**AIM OF THE TASK**
Render each line of the listing below as a Markdown table with two columns, Entry and Text, where Entry numbers the lines in order and blank lines are left out.

═══ DATASET ENTRIES ═══

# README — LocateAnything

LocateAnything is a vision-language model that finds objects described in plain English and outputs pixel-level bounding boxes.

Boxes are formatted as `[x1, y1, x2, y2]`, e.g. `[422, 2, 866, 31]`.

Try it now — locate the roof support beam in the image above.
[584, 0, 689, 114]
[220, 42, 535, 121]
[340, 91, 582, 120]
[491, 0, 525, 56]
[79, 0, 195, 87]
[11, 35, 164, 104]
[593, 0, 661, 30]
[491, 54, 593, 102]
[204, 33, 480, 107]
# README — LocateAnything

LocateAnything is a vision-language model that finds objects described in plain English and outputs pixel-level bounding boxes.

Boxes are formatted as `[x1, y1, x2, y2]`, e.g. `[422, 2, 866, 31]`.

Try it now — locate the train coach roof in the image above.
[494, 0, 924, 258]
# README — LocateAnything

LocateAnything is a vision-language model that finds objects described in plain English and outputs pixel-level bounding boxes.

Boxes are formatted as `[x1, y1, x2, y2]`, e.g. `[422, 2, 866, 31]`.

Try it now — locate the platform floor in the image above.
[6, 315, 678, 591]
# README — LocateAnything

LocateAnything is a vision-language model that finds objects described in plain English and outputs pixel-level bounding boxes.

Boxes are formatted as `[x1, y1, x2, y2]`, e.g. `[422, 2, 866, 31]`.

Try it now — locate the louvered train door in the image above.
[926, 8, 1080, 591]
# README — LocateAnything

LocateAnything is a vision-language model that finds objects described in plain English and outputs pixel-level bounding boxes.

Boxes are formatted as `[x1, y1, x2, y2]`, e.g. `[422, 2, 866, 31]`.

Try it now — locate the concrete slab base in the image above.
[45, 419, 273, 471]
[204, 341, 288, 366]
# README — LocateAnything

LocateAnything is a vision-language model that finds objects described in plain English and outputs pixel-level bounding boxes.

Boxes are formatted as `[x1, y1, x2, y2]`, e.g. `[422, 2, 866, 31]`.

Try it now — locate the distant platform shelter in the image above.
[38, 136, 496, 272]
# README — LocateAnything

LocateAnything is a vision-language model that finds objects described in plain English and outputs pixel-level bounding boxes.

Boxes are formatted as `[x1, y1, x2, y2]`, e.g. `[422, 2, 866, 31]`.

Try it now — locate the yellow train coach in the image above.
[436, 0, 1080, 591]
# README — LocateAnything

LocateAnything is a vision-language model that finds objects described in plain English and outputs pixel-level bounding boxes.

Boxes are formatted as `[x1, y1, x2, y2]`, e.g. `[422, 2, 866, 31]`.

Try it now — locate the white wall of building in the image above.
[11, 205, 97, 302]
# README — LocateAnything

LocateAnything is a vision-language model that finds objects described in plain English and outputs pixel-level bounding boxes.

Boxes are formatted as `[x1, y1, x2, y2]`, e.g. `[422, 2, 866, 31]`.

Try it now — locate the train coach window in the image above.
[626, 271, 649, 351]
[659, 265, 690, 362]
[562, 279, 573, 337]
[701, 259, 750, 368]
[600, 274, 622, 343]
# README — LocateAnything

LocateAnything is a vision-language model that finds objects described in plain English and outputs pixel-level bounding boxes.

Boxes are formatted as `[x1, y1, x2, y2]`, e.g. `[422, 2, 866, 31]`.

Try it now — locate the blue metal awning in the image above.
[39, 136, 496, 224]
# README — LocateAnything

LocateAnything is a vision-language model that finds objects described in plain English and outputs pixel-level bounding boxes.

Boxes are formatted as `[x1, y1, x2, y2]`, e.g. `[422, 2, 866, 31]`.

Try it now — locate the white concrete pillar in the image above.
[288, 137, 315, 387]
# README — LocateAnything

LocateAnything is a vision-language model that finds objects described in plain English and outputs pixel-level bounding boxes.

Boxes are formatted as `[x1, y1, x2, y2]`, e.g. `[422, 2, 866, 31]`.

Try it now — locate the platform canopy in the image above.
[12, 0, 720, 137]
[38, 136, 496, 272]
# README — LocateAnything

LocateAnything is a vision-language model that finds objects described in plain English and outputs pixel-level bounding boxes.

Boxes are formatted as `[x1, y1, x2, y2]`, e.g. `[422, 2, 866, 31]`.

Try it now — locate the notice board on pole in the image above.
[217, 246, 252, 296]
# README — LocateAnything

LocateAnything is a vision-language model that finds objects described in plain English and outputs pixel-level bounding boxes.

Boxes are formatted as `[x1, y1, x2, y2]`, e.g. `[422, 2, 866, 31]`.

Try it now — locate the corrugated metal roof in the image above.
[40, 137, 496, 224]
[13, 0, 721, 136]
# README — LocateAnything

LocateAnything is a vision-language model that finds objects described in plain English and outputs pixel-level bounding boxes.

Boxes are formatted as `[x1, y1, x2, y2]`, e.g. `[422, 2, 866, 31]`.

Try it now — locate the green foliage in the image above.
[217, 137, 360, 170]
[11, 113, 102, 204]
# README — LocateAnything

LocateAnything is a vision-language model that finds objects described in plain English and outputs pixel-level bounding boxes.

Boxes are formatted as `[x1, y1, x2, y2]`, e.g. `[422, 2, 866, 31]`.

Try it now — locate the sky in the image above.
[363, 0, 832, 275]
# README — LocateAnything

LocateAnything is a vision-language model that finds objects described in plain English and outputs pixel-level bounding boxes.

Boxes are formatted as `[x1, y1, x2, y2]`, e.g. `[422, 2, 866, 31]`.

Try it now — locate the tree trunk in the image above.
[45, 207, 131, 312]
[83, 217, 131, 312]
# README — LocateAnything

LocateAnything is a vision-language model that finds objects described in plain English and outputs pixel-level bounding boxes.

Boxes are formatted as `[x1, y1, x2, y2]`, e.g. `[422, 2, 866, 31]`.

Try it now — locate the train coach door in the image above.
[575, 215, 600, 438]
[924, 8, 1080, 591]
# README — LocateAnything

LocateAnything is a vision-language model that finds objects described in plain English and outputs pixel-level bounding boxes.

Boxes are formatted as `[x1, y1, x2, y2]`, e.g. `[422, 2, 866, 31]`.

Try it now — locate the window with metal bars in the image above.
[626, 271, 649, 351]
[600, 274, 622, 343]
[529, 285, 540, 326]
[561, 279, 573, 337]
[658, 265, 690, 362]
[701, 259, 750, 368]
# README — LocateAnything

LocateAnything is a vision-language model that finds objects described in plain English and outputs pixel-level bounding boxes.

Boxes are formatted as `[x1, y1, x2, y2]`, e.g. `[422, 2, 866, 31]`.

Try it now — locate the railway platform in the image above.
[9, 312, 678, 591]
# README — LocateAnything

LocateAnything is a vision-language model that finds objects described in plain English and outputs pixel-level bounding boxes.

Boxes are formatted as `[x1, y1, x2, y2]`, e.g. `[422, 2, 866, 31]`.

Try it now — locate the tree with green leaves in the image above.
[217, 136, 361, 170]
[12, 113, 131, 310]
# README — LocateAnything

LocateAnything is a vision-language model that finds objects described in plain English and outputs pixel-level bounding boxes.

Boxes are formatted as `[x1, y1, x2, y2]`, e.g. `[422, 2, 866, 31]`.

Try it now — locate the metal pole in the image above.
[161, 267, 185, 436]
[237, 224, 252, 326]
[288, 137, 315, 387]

═══

**RIGHT ANSWER**
| Entry | Text |
|---|---|
| 1 | # README — LocateAnything |
| 2 | LocateAnything is a vision-language model that finds objects described in plain English and outputs pixel-level bounding boxes. |
| 3 | Boxes are formatted as `[x1, y1, x2, y2]`, e.g. `[422, 2, 866, 31]`. |
| 4 | Try it now — locate the roof support beam in the image above. |
| 5 | [584, 0, 689, 114] |
| 6 | [220, 42, 535, 121] |
| 7 | [340, 91, 582, 120] |
| 8 | [491, 0, 525, 56] |
| 9 | [79, 0, 195, 87] |
| 10 | [11, 35, 164, 104] |
| 11 | [593, 0, 661, 30] |
| 12 | [491, 54, 593, 102] |
| 13 | [204, 33, 480, 107] |
| 14 | # README — LocateAnything |
| 15 | LocateAnything is a vision-language model that finds objects described in plain English and outputs pixel-level bounding boxes. |
| 16 | Boxes are formatted as `[x1, y1, x2, y2]`, e.g. `[422, 2, 866, 31]`. |
| 17 | Try it now — locate the train coach roof in the image above. |
| 18 | [494, 0, 924, 258] |
| 19 | # README — LocateAnything |
| 20 | LocateAnything is a vision-language model that finds objects described in plain English and outputs pixel-level bounding boxes. |
| 21 | Boxes are formatted as `[x1, y1, x2, y2]`, e.g. `[422, 2, 866, 31]`. |
| 22 | Try it now — locate the platform floor in the image above. |
| 23 | [6, 315, 678, 591] |
| 24 | # README — LocateAnything |
| 25 | LocateAnything is a vision-language model that finds objects described in plain English and outputs pixel-level bounding boxes. |
| 26 | Boxes are formatted as `[x1, y1, x2, y2]`, e.g. `[422, 2, 866, 31]`. |
| 27 | Try it now — locate the louvered train door in the image above. |
| 28 | [926, 8, 1080, 591] |
| 29 | # README — LocateAnything |
| 30 | LocateAnything is a vision-language model that finds objects described in plain English and outputs pixel-level bounding boxes. |
| 31 | Boxes are formatted as `[x1, y1, x2, y2]`, e.g. `[422, 2, 866, 31]`. |
| 32 | Try it now — locate the concrete slab base in the image above. |
| 33 | [45, 419, 273, 471] |
| 34 | [204, 341, 288, 366] |
| 35 | # README — LocateAnything |
| 36 | LocateAnything is a vision-language model that finds objects described in plain English and outputs pixel-level bounding boxes. |
| 37 | Boxes are formatted as `[x1, y1, x2, y2]`, e.g. `[422, 2, 866, 31]`. |
| 38 | Try it now — locate the distant platform shelter in the image above. |
| 39 | [38, 136, 496, 272] |
| 40 | # README — LocateAnything |
| 41 | LocateAnything is a vision-language model that finds objects described in plain English and outputs pixel-level bounding boxes. |
| 42 | Boxes are formatted as `[x1, y1, x2, y2]`, e.g. `[422, 2, 866, 31]`. |
| 43 | Try it now — locate the yellow train coach in the image above. |
| 44 | [436, 0, 1080, 591] |
| 45 | # README — LocateAnything |
| 46 | LocateAnything is a vision-language model that finds objects described in plain English and outputs pixel-level bounding boxes. |
| 47 | Boxes are formatted as `[x1, y1, x2, y2]`, e.g. `[422, 2, 866, 31]`. |
| 48 | Try it now — locate the white wall of building in the image above. |
| 49 | [11, 205, 97, 302] |
| 50 | # README — LocateAnything |
| 51 | LocateAnything is a vision-language model that finds objects described in plain English and outputs pixel-level bounding boxes. |
| 52 | Boxes are formatted as `[x1, y1, x2, y2]`, e.g. `[422, 2, 866, 31]`. |
| 53 | Try it now — locate the train coach window in the image above. |
| 54 | [626, 271, 649, 351] |
| 55 | [659, 265, 690, 362] |
| 56 | [562, 279, 573, 337] |
| 57 | [701, 259, 750, 368] |
| 58 | [600, 274, 622, 343] |
| 59 | # README — LocateAnything |
| 60 | LocateAnything is a vision-language model that finds objects described in plain English and outputs pixel-level bounding boxes. |
| 61 | Boxes are formatted as `[x1, y1, x2, y2]`, e.g. `[422, 2, 866, 31]`. |
| 62 | Try it now — locate the blue metal awning in the image above. |
| 63 | [39, 136, 496, 224] |
| 64 | # README — LocateAnything |
| 65 | LocateAnything is a vision-language model that finds objects described in plain English and outputs pixel-level bounding boxes. |
| 66 | Boxes are formatted as `[x1, y1, x2, y2]`, e.g. `[422, 2, 866, 31]`. |
| 67 | Try it now — locate the white concrete pillar in the image above. |
| 68 | [288, 137, 315, 387] |
| 69 | # README — LocateAnything |
| 70 | LocateAnything is a vision-language model that finds objects described in plain English and outputs pixel-level bounding boxes. |
| 71 | Boxes are formatted as `[x1, y1, x2, y2]`, e.g. `[422, 2, 866, 31]`. |
| 72 | Try it now — locate the platform canopy in the image above. |
| 73 | [12, 0, 720, 137] |
| 74 | [38, 136, 496, 272] |
| 75 | # README — LocateAnything |
| 76 | LocateAnything is a vision-language model that finds objects described in plain English and outputs pixel-level bounding boxes. |
| 77 | Boxes are formatted as `[x1, y1, x2, y2]`, e.g. `[422, 2, 866, 31]`. |
| 78 | Try it now — locate the notice board on pole in the image above. |
| 79 | [217, 246, 252, 296] |
| 80 | # README — LocateAnything |
| 81 | LocateAnything is a vision-language model that finds objects described in plain English and outputs pixel-level bounding boxes. |
| 82 | Boxes are formatted as `[x1, y1, x2, y2]`, e.g. `[422, 2, 866, 31]`. |
| 83 | Try it now — locate the corrugated metal roof in the image above. |
| 84 | [40, 137, 496, 224] |
| 85 | [13, 0, 721, 136] |
| 86 | # README — LocateAnything |
| 87 | LocateAnything is a vision-language model that finds objects described in plain English and outputs pixel-level bounding boxes. |
| 88 | Boxes are formatted as `[x1, y1, x2, y2]`, e.g. `[422, 2, 866, 31]`. |
| 89 | Try it now — locate the green foliage in the image above. |
| 90 | [217, 137, 360, 170] |
| 91 | [11, 113, 102, 204] |
| 92 | # README — LocateAnything |
| 93 | LocateAnything is a vision-language model that finds objects described in plain English and outputs pixel-level bounding boxes. |
| 94 | Boxes are formatted as `[x1, y1, x2, y2]`, e.g. `[422, 2, 866, 31]`. |
| 95 | Try it now — locate the sky in the image above. |
| 96 | [363, 0, 832, 275] |
| 97 | # README — LocateAnything |
| 98 | LocateAnything is a vision-language model that finds objects described in plain English and outputs pixel-level bounding boxes. |
| 99 | Boxes are formatted as `[x1, y1, x2, y2]`, e.g. `[422, 2, 866, 31]`. |
| 100 | Try it now — locate the tree trunk in the image above. |
| 101 | [45, 207, 131, 312] |
| 102 | [83, 217, 131, 312] |
| 103 | # README — LocateAnything |
| 104 | LocateAnything is a vision-language model that finds objects described in plain English and outputs pixel-level bounding boxes. |
| 105 | Boxes are formatted as `[x1, y1, x2, y2]`, e.g. `[422, 2, 866, 31]`. |
| 106 | Try it now — locate the train coach door in the image above. |
| 107 | [575, 215, 600, 438] |
| 108 | [924, 8, 1080, 591] |
| 109 | # README — LocateAnything |
| 110 | LocateAnything is a vision-language model that finds objects described in plain English and outputs pixel-level bounding boxes. |
| 111 | Boxes are formatted as `[x1, y1, x2, y2]`, e.g. `[422, 2, 866, 31]`. |
| 112 | Try it now — locate the window with metal bars in the image above. |
| 113 | [626, 271, 649, 351] |
| 114 | [600, 274, 622, 343] |
| 115 | [529, 285, 540, 326] |
| 116 | [561, 279, 573, 337] |
| 117 | [658, 265, 690, 362] |
| 118 | [701, 259, 750, 368] |
| 119 | # README — LocateAnything |
| 120 | LocateAnything is a vision-language model that finds objects described in plain English and outputs pixel-level bounding boxes. |
| 121 | Boxes are formatted as `[x1, y1, x2, y2]`, e.g. `[422, 2, 866, 31]`. |
| 122 | Try it now — locate the railway platform in the image above. |
| 123 | [9, 312, 678, 591] |
| 124 | # README — LocateAnything |
| 125 | LocateAnything is a vision-language model that finds objects described in plain English and outputs pixel-level bounding boxes. |
| 126 | Boxes are formatted as `[x1, y1, x2, y2]`, e.g. `[422, 2, 866, 31]`. |
| 127 | Try it now — locate the tree with green leaves in the image above. |
| 128 | [217, 136, 361, 170] |
| 129 | [12, 113, 131, 310] |
| 130 | # README — LocateAnything |
| 131 | LocateAnything is a vision-language model that finds objects described in plain English and outputs pixel-level bounding boxes. |
| 132 | Boxes are formatted as `[x1, y1, x2, y2]`, e.g. `[422, 2, 866, 31]`. |
| 133 | Try it now — locate the metal pole in the image above. |
| 134 | [161, 267, 185, 436] |
| 135 | [237, 224, 252, 326] |
| 136 | [288, 137, 315, 387] |